### MATERIAL SUPPLIED

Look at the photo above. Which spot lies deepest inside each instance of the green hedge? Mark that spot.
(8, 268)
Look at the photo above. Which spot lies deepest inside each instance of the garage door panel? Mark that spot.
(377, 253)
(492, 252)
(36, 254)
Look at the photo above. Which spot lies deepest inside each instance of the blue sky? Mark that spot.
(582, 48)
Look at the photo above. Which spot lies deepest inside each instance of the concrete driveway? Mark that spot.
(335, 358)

######
### MATERIAL SUPPLIED

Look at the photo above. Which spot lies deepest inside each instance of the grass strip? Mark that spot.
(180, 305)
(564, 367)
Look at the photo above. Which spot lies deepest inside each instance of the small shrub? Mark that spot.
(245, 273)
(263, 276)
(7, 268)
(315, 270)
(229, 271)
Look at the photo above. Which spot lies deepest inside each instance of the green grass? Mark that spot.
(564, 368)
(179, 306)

######
### MATERIAL SUPPLIED

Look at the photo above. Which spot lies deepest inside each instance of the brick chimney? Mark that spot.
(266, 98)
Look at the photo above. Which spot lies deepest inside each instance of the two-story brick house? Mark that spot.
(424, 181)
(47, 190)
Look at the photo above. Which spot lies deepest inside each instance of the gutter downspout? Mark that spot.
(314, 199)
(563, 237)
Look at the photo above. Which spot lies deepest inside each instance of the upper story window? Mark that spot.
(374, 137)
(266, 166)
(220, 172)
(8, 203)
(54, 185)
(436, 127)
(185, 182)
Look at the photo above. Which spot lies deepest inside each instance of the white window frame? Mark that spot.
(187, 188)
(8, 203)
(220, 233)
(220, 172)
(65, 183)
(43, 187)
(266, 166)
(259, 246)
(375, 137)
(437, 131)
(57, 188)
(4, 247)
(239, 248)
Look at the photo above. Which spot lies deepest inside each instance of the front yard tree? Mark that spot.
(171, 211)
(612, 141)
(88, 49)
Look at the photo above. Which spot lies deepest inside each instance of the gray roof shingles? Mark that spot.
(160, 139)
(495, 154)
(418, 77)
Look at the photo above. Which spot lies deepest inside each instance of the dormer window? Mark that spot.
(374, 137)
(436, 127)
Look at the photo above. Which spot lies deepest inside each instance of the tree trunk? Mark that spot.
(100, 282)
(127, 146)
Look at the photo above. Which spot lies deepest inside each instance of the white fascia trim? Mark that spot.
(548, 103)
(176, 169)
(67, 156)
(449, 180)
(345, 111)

######

## AIM OF THE EXERCISE
Please gather every line in the data above that contains the word "grass", copying each one in full.

## EXPECTED ANSWER
Look at the photo above. Which spot lies deepest inside each instance of the grass strip? Mark that spot.
Look at the photo above. Which spot lies deepest inside each instance of the green grass? Mark that spot.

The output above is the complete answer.